- Prompt
How many lines in the rows below contain the word "white"? Reply with the number alone.

- Coordinate labeling data
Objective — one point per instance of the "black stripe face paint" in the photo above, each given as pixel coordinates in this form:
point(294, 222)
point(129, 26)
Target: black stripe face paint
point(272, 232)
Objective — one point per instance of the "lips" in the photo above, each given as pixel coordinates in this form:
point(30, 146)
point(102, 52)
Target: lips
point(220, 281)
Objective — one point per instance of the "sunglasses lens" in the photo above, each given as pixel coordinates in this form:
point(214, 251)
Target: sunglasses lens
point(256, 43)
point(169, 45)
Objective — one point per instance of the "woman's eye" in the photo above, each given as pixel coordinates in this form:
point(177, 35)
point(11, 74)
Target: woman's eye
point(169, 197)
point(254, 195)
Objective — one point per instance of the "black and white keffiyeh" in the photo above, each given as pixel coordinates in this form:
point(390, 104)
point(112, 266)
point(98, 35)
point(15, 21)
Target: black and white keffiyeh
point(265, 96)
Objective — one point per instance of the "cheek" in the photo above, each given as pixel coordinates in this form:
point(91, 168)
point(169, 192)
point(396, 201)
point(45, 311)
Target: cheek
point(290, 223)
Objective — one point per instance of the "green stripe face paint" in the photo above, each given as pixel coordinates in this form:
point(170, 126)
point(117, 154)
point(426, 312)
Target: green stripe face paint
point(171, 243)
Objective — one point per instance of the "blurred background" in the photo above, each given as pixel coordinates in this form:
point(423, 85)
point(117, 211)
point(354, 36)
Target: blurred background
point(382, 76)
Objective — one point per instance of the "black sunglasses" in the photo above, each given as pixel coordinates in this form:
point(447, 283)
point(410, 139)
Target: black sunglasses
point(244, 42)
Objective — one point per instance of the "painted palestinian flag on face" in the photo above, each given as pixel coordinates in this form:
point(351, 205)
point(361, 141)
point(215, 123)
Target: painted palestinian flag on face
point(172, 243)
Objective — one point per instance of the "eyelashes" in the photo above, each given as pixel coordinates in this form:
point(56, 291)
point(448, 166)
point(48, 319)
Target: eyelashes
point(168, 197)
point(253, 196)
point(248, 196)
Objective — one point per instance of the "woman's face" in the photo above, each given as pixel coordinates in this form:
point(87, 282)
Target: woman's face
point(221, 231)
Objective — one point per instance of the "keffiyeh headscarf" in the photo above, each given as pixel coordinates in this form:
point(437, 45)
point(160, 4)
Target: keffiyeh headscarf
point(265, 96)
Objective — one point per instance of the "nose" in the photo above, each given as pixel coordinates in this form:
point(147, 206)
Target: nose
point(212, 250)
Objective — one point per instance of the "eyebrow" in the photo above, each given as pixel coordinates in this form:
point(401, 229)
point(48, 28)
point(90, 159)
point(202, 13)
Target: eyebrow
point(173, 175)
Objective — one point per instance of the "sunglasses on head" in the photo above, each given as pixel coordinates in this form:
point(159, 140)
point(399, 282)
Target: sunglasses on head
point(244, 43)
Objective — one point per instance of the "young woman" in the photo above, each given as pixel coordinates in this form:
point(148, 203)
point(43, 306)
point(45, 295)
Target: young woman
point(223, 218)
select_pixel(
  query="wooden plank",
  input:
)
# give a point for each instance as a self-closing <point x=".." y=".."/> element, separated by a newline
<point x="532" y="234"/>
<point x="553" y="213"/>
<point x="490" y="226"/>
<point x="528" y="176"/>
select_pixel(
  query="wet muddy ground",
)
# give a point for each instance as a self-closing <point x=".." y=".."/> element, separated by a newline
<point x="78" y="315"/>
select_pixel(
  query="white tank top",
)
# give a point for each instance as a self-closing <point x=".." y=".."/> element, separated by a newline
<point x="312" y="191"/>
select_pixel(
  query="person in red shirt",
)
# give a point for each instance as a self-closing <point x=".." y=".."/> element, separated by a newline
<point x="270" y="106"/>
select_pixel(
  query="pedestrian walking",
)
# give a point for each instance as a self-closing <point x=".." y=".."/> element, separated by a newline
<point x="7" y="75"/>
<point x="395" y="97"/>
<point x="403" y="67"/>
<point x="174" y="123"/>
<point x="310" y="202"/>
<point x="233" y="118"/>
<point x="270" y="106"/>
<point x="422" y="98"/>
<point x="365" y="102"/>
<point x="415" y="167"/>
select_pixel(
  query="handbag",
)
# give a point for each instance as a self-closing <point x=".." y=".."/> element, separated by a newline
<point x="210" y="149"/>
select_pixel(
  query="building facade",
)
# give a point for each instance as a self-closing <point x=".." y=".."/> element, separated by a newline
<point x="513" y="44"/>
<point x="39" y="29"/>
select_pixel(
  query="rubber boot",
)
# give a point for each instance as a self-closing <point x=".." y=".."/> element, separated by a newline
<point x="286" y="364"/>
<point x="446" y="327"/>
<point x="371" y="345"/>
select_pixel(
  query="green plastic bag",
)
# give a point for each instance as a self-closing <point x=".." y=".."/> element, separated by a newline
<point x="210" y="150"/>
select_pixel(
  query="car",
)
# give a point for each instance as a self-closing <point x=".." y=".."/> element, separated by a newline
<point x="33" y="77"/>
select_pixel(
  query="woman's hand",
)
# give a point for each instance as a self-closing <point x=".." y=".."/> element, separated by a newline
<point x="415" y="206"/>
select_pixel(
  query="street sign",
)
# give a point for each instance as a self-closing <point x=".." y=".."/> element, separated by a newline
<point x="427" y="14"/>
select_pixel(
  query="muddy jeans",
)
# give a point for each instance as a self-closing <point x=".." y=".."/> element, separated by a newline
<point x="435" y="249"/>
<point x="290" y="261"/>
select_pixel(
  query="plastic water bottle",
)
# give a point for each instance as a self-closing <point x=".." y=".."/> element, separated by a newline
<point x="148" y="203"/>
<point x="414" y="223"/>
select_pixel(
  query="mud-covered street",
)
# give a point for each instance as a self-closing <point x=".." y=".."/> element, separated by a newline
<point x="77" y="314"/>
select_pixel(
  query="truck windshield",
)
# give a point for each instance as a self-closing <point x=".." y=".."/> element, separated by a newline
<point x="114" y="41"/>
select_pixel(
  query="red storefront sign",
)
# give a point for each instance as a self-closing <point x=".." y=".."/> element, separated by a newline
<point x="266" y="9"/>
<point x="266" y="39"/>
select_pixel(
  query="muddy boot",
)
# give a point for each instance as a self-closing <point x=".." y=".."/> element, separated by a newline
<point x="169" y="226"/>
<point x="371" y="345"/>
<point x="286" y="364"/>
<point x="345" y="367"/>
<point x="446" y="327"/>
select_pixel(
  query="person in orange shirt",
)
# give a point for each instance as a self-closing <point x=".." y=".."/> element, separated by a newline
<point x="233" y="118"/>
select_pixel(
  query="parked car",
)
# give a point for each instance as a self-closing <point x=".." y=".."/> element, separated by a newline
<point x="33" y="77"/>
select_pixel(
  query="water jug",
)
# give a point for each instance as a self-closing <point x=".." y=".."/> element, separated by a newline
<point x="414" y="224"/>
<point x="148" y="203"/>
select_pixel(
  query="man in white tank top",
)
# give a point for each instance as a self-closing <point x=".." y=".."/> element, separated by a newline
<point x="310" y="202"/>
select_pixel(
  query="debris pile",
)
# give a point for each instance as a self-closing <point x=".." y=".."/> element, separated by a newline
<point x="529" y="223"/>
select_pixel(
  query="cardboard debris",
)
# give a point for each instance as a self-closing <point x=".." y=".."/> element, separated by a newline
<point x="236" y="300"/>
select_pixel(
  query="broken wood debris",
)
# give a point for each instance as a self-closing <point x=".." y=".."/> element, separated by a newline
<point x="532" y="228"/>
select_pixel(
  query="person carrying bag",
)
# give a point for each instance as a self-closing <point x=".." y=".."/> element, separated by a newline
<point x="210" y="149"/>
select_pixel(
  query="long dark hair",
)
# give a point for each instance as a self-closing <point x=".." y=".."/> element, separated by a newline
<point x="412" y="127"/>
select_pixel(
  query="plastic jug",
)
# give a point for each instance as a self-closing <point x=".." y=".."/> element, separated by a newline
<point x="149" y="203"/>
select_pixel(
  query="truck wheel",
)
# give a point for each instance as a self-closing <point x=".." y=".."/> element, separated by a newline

- Solution for this task
4